Identify each line below that contains the word "innermost", and copy it out.

********

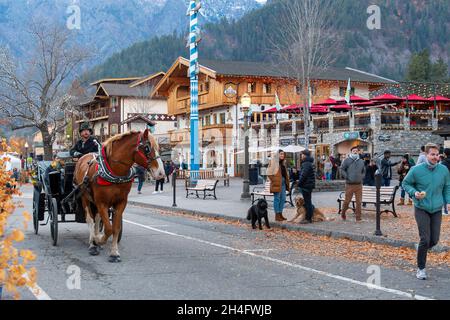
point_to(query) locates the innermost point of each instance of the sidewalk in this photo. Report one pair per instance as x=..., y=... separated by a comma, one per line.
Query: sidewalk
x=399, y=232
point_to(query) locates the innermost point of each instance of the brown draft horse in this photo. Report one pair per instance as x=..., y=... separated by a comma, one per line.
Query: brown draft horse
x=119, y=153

********

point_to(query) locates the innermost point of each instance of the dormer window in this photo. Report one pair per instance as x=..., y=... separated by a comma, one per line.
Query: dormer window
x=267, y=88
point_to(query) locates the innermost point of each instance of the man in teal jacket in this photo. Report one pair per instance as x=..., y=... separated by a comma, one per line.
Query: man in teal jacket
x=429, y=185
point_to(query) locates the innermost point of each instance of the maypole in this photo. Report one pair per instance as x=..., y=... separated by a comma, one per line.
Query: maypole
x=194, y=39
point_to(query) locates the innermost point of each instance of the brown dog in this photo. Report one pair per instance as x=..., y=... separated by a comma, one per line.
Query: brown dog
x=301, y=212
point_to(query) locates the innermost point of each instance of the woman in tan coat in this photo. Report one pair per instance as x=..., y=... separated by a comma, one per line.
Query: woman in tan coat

********

Written response:
point_to(query) locates the innermost point of each instance of the sidewalk in this photo. Report one pair per instance as x=..., y=... separated by a comma, one per line.
point_to(query) locates the innermost point of each instance of the brown draft horse in this photo. Report one pair per instance as x=..., y=... separated by a comma, one per line.
point_to(query) locates the innermost point of each instance of the dormer window in this photo. Report one pair per instance as x=..., y=... separated by a comma, one per line.
point_to(query) locates the innermost point of each instance of the man in teal jacket in this photo. Report one pair per instance as x=..., y=... separated by a comma, one per line.
point_to(query) locates the innermost point of each instance of the maypole in this photo. Report one pair per instance as x=..., y=... separated by a comma, one per line.
point_to(query) locates the innermost point of each instance of the brown dog in this photo. Report one pair per instance as x=..., y=... separated by a comma, one per line.
point_to(query) locates the innermost point of each instance of the woman in tan coat in this photo. Report one pair per instance as x=..., y=... separated by a comma, one per line.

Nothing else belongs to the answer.